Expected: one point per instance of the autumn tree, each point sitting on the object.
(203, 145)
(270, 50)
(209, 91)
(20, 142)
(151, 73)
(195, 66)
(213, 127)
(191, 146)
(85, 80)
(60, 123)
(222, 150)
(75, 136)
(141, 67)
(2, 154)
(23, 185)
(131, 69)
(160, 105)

**Work task:** Transcribe each entry exactly as it appears.

**Your solution:**
Expected: one point per instance of the autumn tree, each point sitting on the object.
(203, 145)
(270, 50)
(209, 91)
(20, 142)
(151, 73)
(195, 66)
(213, 127)
(191, 146)
(85, 80)
(60, 123)
(222, 150)
(75, 136)
(141, 67)
(2, 154)
(23, 185)
(131, 69)
(160, 105)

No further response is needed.